Scan the records for the string "with" and copy every line that holds it.

────────

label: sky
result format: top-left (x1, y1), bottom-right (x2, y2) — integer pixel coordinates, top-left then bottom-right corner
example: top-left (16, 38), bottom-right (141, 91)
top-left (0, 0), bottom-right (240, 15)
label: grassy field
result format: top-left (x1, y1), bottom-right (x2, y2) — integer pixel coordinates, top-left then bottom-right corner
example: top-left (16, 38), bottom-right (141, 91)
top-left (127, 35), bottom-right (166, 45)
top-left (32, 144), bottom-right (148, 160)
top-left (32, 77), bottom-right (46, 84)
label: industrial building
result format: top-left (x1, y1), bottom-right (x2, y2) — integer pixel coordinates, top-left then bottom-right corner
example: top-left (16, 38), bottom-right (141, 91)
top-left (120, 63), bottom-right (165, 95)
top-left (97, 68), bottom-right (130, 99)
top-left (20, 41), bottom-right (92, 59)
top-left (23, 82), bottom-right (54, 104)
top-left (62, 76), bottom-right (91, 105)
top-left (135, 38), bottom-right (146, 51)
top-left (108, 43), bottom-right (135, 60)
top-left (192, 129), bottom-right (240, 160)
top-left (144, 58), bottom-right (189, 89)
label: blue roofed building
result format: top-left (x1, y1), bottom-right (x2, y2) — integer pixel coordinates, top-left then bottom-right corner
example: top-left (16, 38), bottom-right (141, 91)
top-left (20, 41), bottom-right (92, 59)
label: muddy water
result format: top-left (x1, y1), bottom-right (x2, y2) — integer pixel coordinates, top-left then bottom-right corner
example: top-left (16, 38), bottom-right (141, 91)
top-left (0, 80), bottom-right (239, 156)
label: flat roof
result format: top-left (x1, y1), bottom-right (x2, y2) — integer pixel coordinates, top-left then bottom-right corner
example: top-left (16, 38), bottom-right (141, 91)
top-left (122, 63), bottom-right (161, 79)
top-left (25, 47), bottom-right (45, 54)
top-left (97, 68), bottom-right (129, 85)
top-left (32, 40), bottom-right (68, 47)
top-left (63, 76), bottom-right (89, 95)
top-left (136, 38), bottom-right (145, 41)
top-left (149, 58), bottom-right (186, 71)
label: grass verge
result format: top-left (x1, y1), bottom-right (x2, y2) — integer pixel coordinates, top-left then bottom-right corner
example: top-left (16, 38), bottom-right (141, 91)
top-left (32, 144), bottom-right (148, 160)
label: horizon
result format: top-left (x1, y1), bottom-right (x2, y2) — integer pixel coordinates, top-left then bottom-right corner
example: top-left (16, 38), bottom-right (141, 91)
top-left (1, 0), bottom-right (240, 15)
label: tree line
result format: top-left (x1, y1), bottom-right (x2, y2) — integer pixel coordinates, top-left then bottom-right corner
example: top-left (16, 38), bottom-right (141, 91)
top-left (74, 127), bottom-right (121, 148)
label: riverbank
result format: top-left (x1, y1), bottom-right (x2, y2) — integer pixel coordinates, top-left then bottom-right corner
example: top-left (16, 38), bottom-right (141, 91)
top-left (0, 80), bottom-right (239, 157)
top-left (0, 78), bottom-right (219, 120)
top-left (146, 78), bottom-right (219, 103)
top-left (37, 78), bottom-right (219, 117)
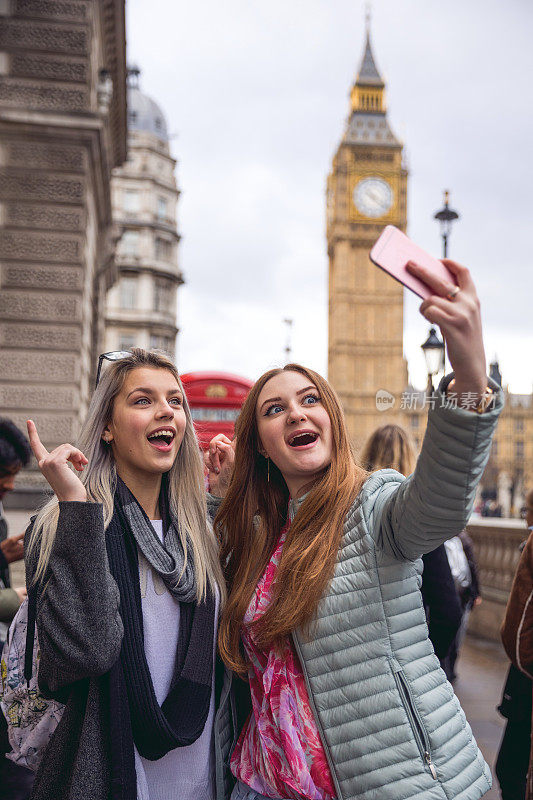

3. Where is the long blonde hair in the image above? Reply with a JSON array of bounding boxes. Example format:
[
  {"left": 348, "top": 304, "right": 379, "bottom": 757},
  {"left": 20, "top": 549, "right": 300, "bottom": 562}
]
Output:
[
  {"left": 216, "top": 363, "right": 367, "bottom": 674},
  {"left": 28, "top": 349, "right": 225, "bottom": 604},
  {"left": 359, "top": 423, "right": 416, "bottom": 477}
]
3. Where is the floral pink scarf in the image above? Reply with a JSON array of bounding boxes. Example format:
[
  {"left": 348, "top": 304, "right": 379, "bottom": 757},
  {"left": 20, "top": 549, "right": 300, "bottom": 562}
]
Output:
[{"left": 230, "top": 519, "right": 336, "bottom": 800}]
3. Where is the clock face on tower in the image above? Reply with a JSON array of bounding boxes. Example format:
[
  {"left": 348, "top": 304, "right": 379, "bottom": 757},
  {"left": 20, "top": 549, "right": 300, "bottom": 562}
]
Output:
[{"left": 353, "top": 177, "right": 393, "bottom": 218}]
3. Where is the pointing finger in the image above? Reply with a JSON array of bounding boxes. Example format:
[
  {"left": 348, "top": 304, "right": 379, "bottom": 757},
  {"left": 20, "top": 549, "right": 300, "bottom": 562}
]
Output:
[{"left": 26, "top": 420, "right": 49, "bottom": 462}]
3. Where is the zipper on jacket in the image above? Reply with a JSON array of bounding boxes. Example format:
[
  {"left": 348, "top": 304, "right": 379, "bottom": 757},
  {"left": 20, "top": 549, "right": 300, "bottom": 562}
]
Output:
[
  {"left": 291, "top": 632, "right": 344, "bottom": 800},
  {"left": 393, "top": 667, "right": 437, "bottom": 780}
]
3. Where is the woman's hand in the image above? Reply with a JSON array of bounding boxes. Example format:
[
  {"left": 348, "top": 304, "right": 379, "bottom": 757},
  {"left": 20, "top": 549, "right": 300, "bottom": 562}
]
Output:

────────

§ Written solution
3. Where is the long blonde hair in the image above? Reply with a JSON array of bounding boxes. Example format:
3. Where is the floral pink scarf in the image above? Reply with a JSON array of bounding boxes. Example format:
3. Where is the clock face on tower in the image above? Reply with a JSON array of bounding boxes. Example format:
3. Where is the pointing finger in the image above? Reply with a JSON array of bounding boxes. Example format:
3. Where is the zipper on jacket in the image above? Reply with a JSON array of bounding boxes. Example format:
3. Where is the woman's hand in the image above? Reply with a JSON array of bounding boxes. Example format:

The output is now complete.